> PROBLEM STATEMENT
Please write out the forum post below on self wedge product terms in differential forms, word for word.

> READING PASSAGE
Help with Differential Forms - self wedge product terms

[thatboi]

I'm completely new to differential forms so I am having trouble following the arguments from the following post: https://physics.stackexchange.com/q...non-trivial-fiber-bundles-chern-simons-theory
Specifically:
1.) In equation (12) of the accepted answer, where did the self wedge product terms go, i.e. ##F_{D} \wedge F_{D}##?
2.) Similarly, in (18), where did terms like ##A_{S_{1}} \wedge dA_{S_{1}}## go?
3.) What is the intuition behind the last statement: " the contributions from the adjacent parts of the different patches' boundaries cancel each other". How do I see this?

Any help is appreciated.

> ENTRIES

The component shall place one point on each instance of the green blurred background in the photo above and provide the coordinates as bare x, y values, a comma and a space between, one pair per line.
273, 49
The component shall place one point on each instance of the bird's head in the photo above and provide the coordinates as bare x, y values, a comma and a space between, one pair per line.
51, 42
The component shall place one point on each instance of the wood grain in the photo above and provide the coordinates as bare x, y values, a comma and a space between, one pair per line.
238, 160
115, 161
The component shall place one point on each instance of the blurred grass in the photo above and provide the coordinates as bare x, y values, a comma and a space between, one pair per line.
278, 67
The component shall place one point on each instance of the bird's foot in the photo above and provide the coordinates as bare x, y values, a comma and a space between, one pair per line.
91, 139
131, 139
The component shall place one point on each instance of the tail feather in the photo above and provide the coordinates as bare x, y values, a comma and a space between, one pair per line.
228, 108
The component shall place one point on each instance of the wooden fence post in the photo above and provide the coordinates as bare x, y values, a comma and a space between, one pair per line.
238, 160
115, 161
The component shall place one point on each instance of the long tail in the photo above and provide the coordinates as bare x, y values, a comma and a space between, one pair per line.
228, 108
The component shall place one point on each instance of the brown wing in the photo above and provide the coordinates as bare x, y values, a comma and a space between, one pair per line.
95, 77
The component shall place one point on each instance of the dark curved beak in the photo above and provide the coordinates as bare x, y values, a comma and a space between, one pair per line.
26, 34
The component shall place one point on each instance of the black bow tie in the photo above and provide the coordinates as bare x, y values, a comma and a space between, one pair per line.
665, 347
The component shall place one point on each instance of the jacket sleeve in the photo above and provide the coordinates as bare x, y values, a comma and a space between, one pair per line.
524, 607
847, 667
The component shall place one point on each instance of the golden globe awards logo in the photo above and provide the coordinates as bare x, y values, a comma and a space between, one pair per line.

...

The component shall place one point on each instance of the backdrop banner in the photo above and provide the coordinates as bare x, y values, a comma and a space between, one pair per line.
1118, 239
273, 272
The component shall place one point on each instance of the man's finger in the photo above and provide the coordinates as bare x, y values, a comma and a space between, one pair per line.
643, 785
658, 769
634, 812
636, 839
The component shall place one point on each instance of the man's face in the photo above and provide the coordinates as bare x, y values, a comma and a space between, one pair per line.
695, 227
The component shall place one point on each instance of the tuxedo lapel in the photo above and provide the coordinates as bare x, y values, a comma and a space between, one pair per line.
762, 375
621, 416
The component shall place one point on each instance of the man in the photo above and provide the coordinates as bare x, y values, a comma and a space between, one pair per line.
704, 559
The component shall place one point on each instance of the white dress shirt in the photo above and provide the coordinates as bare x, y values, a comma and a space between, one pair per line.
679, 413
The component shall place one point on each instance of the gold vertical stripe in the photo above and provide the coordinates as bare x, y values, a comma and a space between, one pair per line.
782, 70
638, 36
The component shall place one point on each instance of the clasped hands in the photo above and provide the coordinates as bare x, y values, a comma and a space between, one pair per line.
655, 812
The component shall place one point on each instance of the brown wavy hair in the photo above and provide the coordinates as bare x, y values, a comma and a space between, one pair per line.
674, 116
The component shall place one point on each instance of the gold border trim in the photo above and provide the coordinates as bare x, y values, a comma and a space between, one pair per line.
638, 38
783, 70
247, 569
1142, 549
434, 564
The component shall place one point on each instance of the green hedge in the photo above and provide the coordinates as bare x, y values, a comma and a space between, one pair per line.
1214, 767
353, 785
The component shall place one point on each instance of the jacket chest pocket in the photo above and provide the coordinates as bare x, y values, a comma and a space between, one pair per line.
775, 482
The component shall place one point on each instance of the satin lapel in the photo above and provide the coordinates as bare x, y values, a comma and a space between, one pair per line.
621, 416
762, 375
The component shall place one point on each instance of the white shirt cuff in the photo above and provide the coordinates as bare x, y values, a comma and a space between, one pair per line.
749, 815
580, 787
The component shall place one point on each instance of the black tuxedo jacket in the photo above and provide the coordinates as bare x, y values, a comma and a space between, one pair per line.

> EXERCISE SOLUTION
Help with Differential Forms - self wedge product terms

[thatboi]

I'm completely new to differential forms so I am having trouble following the arguments from the following post: https://physics.stackexchange.com/q...non-trivial-fiber-bundles-chern-simons-theory
Specifically:
1.) In equation (12) of the accepted answer, where did the self wedge product terms go, i.e. ##F_{D} \wedge F_{D}##?
2.) Similarly, in (18), where did terms like ##A_{S_{1}} \wedge dA_{S_{1}}## go?
3.) What is the intuition behind the last statement: " the contributions from the adjacent parts of the different patches' boundaries cancel each other". How do I see this?

Any help is appreciated.